Objective >> Rewrite the records from the start through the line containing "[310,442,760,841]", requests included, with 49 added to every bounding box coordinate in the answers. Omit the pictures from your output.

Detection annotation records >>
------------------------------------

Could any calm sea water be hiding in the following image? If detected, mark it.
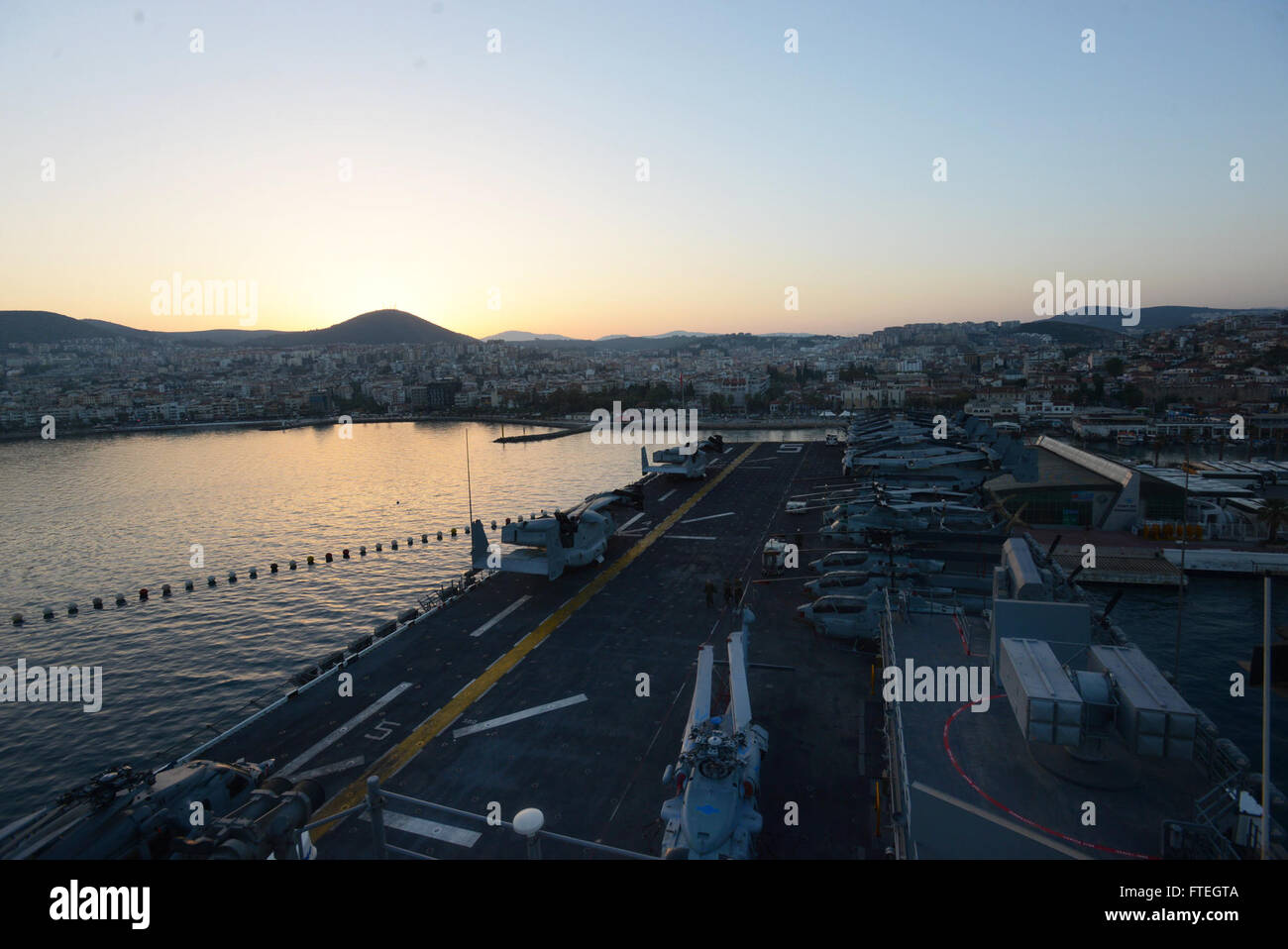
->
[0,422,1288,820]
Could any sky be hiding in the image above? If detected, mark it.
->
[0,0,1288,338]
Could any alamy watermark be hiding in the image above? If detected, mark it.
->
[1033,270,1140,326]
[590,402,698,455]
[0,660,103,713]
[149,270,259,326]
[881,660,991,712]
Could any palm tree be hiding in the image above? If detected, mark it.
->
[1257,498,1288,544]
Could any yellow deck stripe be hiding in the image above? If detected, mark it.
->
[310,442,760,841]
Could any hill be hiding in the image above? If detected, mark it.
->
[1035,306,1278,335]
[0,310,478,347]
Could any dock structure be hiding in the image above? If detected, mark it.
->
[202,442,884,859]
[1055,551,1188,585]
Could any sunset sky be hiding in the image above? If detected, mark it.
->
[0,0,1288,338]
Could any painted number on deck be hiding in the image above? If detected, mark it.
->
[364,718,399,742]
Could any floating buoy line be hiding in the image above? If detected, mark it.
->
[10,511,533,628]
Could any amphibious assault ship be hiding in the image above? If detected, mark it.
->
[0,417,1282,859]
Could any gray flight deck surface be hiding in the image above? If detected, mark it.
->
[888,613,1211,859]
[200,442,884,859]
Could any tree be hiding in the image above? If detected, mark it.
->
[1257,498,1288,544]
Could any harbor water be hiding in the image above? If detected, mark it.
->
[0,422,1288,823]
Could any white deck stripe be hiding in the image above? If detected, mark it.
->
[471,593,532,636]
[452,694,588,738]
[362,810,483,847]
[292,755,366,781]
[280,683,411,778]
[680,511,737,524]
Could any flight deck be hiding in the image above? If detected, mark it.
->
[193,442,884,859]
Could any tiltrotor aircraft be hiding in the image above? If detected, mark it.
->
[471,486,644,580]
[662,608,769,860]
[640,435,724,477]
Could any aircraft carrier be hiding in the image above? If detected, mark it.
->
[0,422,1282,859]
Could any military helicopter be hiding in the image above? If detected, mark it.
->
[640,435,724,477]
[796,589,885,641]
[471,485,644,580]
[0,759,323,860]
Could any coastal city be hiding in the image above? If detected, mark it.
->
[0,0,1288,926]
[0,308,1288,448]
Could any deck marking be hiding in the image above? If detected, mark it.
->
[361,810,483,847]
[471,593,532,636]
[291,755,366,781]
[452,692,589,738]
[280,683,411,778]
[680,511,737,524]
[912,781,1091,860]
[313,442,760,841]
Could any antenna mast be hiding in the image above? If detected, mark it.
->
[465,429,474,533]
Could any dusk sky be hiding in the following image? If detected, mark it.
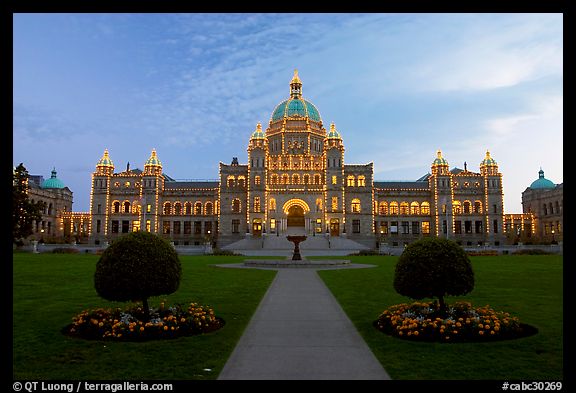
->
[13,13,563,213]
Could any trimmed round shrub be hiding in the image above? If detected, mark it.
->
[94,232,182,315]
[394,238,474,314]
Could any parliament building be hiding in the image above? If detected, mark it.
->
[80,71,505,248]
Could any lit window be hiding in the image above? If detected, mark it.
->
[378,201,388,215]
[420,202,430,214]
[400,202,410,214]
[332,197,338,212]
[232,198,241,213]
[352,199,360,213]
[422,221,430,235]
[452,201,462,214]
[474,201,482,213]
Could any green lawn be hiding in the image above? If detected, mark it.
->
[13,253,275,380]
[319,255,563,381]
[13,253,563,380]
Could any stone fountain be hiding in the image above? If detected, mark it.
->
[286,235,306,261]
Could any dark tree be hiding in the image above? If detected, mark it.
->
[394,238,474,315]
[94,232,182,319]
[12,163,46,245]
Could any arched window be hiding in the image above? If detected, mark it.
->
[474,201,482,214]
[346,175,354,187]
[204,202,214,215]
[400,202,410,214]
[351,198,360,213]
[238,176,246,187]
[316,198,322,212]
[420,202,430,214]
[227,176,236,187]
[332,197,338,212]
[452,201,462,214]
[378,201,388,215]
[232,198,242,213]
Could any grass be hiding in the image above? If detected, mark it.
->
[319,255,563,380]
[13,253,563,380]
[13,253,275,380]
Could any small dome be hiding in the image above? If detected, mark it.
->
[480,150,498,166]
[40,168,65,188]
[250,123,264,139]
[432,150,448,166]
[327,123,342,139]
[144,149,162,166]
[530,168,556,190]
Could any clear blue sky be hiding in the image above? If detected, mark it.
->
[13,13,563,213]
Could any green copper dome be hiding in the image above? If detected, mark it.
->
[272,98,322,122]
[530,168,556,190]
[40,168,65,188]
[250,123,264,139]
[432,150,448,166]
[328,123,342,139]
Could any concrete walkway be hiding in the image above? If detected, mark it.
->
[218,268,390,380]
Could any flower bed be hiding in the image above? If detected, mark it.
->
[63,303,224,341]
[374,302,538,342]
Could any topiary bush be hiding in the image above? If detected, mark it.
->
[94,232,182,319]
[394,238,474,315]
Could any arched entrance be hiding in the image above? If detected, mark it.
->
[286,205,304,227]
[282,198,310,228]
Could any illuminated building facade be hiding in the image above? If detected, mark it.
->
[28,168,73,242]
[89,72,504,247]
[522,169,564,243]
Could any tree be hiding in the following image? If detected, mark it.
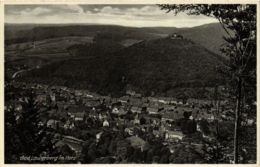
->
[5,92,54,163]
[159,4,256,163]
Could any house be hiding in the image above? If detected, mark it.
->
[126,90,135,96]
[36,94,47,103]
[112,107,119,114]
[147,107,158,114]
[103,120,109,127]
[131,106,142,114]
[165,131,184,140]
[74,112,85,121]
[169,33,183,39]
[47,119,59,129]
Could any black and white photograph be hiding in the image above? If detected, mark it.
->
[3,1,259,165]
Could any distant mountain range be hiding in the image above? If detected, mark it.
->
[5,23,226,54]
[22,37,226,97]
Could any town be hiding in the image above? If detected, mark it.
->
[5,81,255,163]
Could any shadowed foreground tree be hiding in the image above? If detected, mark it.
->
[159,4,256,163]
[5,90,54,164]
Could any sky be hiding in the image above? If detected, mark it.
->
[5,4,217,27]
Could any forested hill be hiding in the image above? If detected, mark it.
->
[5,23,226,54]
[20,38,225,96]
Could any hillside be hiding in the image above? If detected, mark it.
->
[5,23,226,54]
[20,38,222,96]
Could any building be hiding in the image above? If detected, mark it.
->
[165,131,184,140]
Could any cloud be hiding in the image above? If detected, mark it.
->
[14,7,51,16]
[56,5,84,14]
[5,5,216,27]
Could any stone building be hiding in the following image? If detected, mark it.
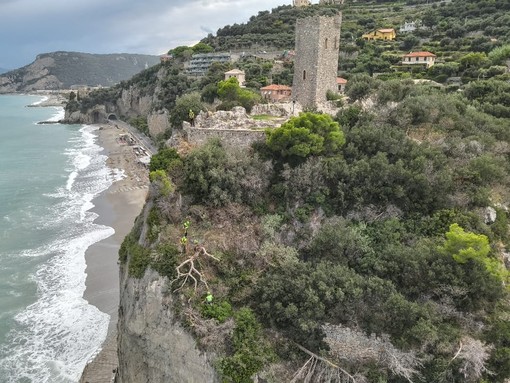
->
[225,69,246,86]
[292,0,311,7]
[260,84,292,102]
[319,0,344,5]
[292,13,342,107]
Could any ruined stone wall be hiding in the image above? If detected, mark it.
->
[184,126,265,147]
[147,110,170,137]
[292,14,341,107]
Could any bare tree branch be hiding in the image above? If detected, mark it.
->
[170,246,219,292]
[290,344,356,383]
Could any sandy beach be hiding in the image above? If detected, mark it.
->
[80,122,149,383]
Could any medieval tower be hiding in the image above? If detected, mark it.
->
[292,13,342,107]
[292,0,310,7]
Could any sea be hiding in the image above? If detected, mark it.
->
[0,95,119,383]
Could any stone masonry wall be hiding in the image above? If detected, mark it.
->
[184,127,265,146]
[147,110,170,137]
[292,14,341,107]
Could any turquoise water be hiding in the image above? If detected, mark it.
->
[0,95,114,383]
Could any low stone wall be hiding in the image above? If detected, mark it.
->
[184,127,265,146]
[147,110,170,137]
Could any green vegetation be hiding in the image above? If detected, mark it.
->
[266,113,345,165]
[217,77,261,113]
[70,0,510,383]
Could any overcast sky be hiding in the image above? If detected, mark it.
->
[0,0,286,69]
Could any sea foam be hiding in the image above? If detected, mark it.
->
[0,126,117,383]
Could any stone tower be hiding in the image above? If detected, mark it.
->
[292,0,310,7]
[292,13,342,107]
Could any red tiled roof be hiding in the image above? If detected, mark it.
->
[404,52,437,57]
[260,84,292,90]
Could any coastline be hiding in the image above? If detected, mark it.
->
[80,122,149,383]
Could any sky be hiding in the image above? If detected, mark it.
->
[0,0,286,69]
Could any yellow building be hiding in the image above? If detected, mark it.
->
[361,28,397,40]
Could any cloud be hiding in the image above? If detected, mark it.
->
[0,0,282,69]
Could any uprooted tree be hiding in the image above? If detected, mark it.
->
[170,221,219,292]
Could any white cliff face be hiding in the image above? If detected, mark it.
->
[116,265,219,383]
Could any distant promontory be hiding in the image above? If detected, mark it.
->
[0,52,159,93]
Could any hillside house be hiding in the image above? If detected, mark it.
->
[399,20,421,33]
[260,84,292,102]
[225,69,246,86]
[336,77,347,93]
[361,28,397,40]
[402,52,437,68]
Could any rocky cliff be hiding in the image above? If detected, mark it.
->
[116,266,218,383]
[0,52,159,93]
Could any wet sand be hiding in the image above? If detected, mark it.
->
[80,123,149,383]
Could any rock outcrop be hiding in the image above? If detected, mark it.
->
[0,52,159,93]
[116,265,219,383]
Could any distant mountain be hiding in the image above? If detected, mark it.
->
[0,52,159,93]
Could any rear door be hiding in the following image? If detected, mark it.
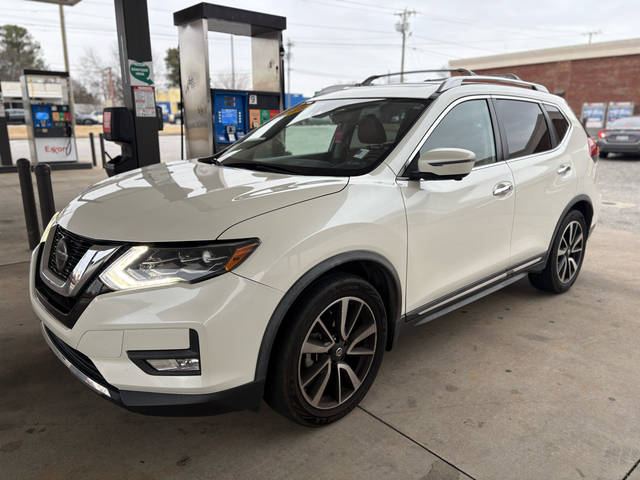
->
[494,98,577,266]
[398,98,514,313]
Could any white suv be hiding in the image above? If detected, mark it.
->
[30,71,599,425]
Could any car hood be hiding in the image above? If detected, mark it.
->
[57,160,349,242]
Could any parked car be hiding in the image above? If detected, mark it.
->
[5,108,26,124]
[75,113,98,125]
[30,71,599,425]
[89,110,102,125]
[597,116,640,158]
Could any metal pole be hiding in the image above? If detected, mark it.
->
[58,3,76,130]
[229,34,236,90]
[34,163,56,228]
[89,132,97,167]
[0,86,12,166]
[100,133,107,168]
[16,158,40,250]
[284,38,293,108]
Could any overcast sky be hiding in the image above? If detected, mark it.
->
[5,0,640,95]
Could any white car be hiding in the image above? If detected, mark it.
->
[30,71,599,425]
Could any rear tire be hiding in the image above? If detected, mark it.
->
[529,210,588,293]
[265,274,387,426]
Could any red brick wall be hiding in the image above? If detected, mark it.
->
[475,55,640,116]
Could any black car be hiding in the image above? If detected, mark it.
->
[5,108,25,124]
[598,116,640,158]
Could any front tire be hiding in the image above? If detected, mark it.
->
[529,210,588,293]
[265,274,387,426]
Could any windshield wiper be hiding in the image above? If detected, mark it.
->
[220,162,300,175]
[198,158,222,165]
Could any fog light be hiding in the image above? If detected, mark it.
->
[147,358,200,372]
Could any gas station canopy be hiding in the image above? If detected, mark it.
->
[173,3,287,158]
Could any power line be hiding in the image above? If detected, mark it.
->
[394,7,418,83]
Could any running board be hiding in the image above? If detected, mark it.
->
[405,272,527,327]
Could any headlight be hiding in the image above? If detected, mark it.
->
[100,238,260,290]
[40,212,60,243]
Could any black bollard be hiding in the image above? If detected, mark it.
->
[34,163,56,228]
[100,133,107,168]
[89,132,97,167]
[16,158,40,250]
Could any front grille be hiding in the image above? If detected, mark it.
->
[48,226,91,280]
[44,326,113,389]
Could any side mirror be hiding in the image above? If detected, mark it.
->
[412,148,476,180]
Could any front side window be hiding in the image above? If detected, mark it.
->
[496,100,551,159]
[544,104,569,143]
[218,98,428,176]
[420,100,496,166]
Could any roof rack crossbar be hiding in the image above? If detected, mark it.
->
[438,75,549,93]
[359,68,475,87]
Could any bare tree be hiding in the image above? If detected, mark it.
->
[79,47,124,105]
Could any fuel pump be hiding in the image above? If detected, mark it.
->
[173,3,287,158]
[211,89,280,152]
[20,70,78,163]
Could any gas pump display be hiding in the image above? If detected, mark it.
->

------------------------------------

Answer below >>
Could any calm sea water be hiding in the following image? If detected, mark it.
->
[49,471,1337,869]
Could any sky be hiding in the image above? If detected, mark it.
->
[49,49,1337,387]
Could any alamy watermark be hiding in the image above? If detected, mark it.
->
[1082,319,1189,375]
[639,451,747,504]
[49,709,152,762]
[198,319,308,375]
[930,709,1040,761]
Could any palm tree be hiding in the image above? If detected, mark it.
->
[1306,547,1337,593]
Could any yellow deck stripe be hiding in the image above? If detected, mark it.
->
[359,491,809,890]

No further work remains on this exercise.